╭─ Data provided

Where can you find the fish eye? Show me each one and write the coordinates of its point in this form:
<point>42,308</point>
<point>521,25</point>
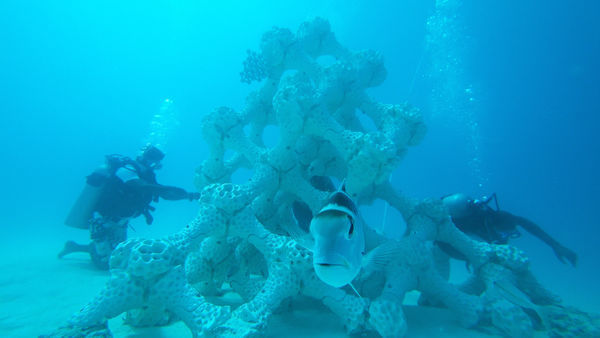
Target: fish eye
<point>351,230</point>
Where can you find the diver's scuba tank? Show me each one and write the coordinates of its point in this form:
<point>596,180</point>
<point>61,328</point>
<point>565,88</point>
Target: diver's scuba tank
<point>82,210</point>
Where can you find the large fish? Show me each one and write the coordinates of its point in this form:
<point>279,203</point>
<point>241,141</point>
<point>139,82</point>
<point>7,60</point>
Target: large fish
<point>338,238</point>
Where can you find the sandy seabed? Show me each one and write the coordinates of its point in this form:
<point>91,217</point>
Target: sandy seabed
<point>38,293</point>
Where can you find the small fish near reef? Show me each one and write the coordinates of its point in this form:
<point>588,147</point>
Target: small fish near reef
<point>338,239</point>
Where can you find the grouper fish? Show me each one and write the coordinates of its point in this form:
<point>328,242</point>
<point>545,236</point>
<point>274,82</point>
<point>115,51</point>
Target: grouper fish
<point>337,239</point>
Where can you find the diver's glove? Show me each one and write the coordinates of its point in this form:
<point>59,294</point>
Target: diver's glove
<point>97,178</point>
<point>563,253</point>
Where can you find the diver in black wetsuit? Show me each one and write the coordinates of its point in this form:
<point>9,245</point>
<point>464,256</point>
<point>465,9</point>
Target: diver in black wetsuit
<point>112,202</point>
<point>477,217</point>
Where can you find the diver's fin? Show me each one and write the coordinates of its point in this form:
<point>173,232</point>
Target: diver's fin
<point>302,214</point>
<point>382,255</point>
<point>322,183</point>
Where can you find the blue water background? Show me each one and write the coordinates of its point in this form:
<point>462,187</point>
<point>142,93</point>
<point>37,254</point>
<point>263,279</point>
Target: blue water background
<point>79,80</point>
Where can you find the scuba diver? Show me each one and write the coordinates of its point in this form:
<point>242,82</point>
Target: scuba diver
<point>492,225</point>
<point>108,201</point>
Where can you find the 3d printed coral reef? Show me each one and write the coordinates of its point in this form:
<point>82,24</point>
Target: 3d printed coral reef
<point>313,90</point>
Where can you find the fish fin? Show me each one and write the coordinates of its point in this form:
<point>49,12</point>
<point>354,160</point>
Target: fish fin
<point>356,291</point>
<point>382,255</point>
<point>343,186</point>
<point>322,183</point>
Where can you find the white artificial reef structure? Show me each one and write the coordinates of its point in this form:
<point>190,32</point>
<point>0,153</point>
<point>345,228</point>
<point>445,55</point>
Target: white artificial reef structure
<point>313,90</point>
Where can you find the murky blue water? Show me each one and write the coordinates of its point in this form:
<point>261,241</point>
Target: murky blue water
<point>509,91</point>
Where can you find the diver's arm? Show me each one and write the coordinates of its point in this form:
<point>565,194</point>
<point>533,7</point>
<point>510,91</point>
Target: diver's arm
<point>172,193</point>
<point>561,252</point>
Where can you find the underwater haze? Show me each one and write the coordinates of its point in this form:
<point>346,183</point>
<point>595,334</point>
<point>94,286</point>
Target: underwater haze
<point>508,90</point>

╰─

--- To be done ---
Output every line of the material above as a JSON list of strings, one string per line, with blank lines and pictures omitted.

--- Exercise output ---
[
  "Where can you find the fish eye? Show me each one and write the coordinates of its point in this form:",
  "<point>42,308</point>",
  "<point>521,25</point>",
  "Target: fish eye",
  "<point>351,230</point>",
  "Where can you find the diver's scuba tank? Show me each one and write the coordinates of its point in this form:",
  "<point>596,180</point>",
  "<point>61,328</point>",
  "<point>565,88</point>",
  "Target: diver's scuba tank",
  "<point>82,210</point>",
  "Where can you find the large fish? Show me each one and write the coordinates of its point in this form:",
  "<point>279,203</point>",
  "<point>241,141</point>",
  "<point>139,82</point>",
  "<point>7,60</point>",
  "Target: large fish",
  "<point>338,238</point>",
  "Where can you find the sandy seabed? Show me each one and write the coordinates of its point in this form:",
  "<point>91,217</point>",
  "Target: sandy seabed",
  "<point>38,293</point>",
  "Where can you find the small fish near reef? Show me each one and write the coordinates of its point in this form:",
  "<point>588,147</point>",
  "Target: small fish near reef",
  "<point>338,239</point>",
  "Where can you find the grouper fish? Show me each one and write the coordinates of its point in this form:",
  "<point>328,242</point>",
  "<point>545,236</point>",
  "<point>274,82</point>",
  "<point>115,51</point>",
  "Target: grouper fish",
  "<point>337,239</point>",
  "Where can you find the diver's glove? Show me each one and write the coordinates of its point in this form:",
  "<point>59,294</point>",
  "Target: diver's glove",
  "<point>97,178</point>",
  "<point>563,253</point>",
  "Where can you find the diver in black wetsuit? Show me each one and write the coordinates of its point in this form:",
  "<point>9,245</point>",
  "<point>464,256</point>",
  "<point>465,9</point>",
  "Target: diver in black wetsuit",
  "<point>112,202</point>",
  "<point>477,217</point>",
  "Where can you find the diver's fin? Show me each one and write the coordinates of its point in this form:",
  "<point>173,232</point>",
  "Target: diver's fin",
  "<point>302,214</point>",
  "<point>382,255</point>",
  "<point>322,183</point>",
  "Where can you find the blue water background? Show me each one and write the coordinates of its point in this form:",
  "<point>462,187</point>",
  "<point>142,93</point>",
  "<point>37,254</point>",
  "<point>263,279</point>",
  "Target: blue water background",
  "<point>79,80</point>",
  "Where can you find the scuba diver? Show me each one and write the coordinates of its point in this form:",
  "<point>242,82</point>",
  "Target: scuba diver",
  "<point>492,225</point>",
  "<point>108,201</point>",
  "Where can you find the 3d printed coral reef? Show me each one and write the coordinates of its point in this form:",
  "<point>82,24</point>",
  "Target: 3d printed coral reef",
  "<point>313,90</point>",
  "Where can you find the fish fin? Show me each one and write the coordinates of its point in this form:",
  "<point>49,12</point>",
  "<point>354,160</point>",
  "Target: fish fin",
  "<point>356,291</point>",
  "<point>382,255</point>",
  "<point>343,186</point>",
  "<point>322,183</point>",
  "Where can you find the white artificial reef structure? Show me each one and write the coordinates of its point in this form:",
  "<point>190,32</point>",
  "<point>0,153</point>",
  "<point>345,228</point>",
  "<point>445,55</point>",
  "Target: white artificial reef structure",
  "<point>313,90</point>",
  "Where can you find the murky blue water? Show me each one and write the coordinates of its point in this form:",
  "<point>261,241</point>",
  "Target: murky blue water",
  "<point>509,91</point>",
  "Where can you find the diver's arm? Show me each one and write the coordinates of its point in this form:",
  "<point>565,194</point>",
  "<point>533,7</point>",
  "<point>510,91</point>",
  "Target: diver's arm",
  "<point>172,193</point>",
  "<point>561,252</point>",
  "Where can you find the underwater haze? Show me each one and write the coordinates of its point in this form:",
  "<point>346,183</point>",
  "<point>595,334</point>",
  "<point>94,286</point>",
  "Target: underwater haze",
  "<point>508,90</point>"
]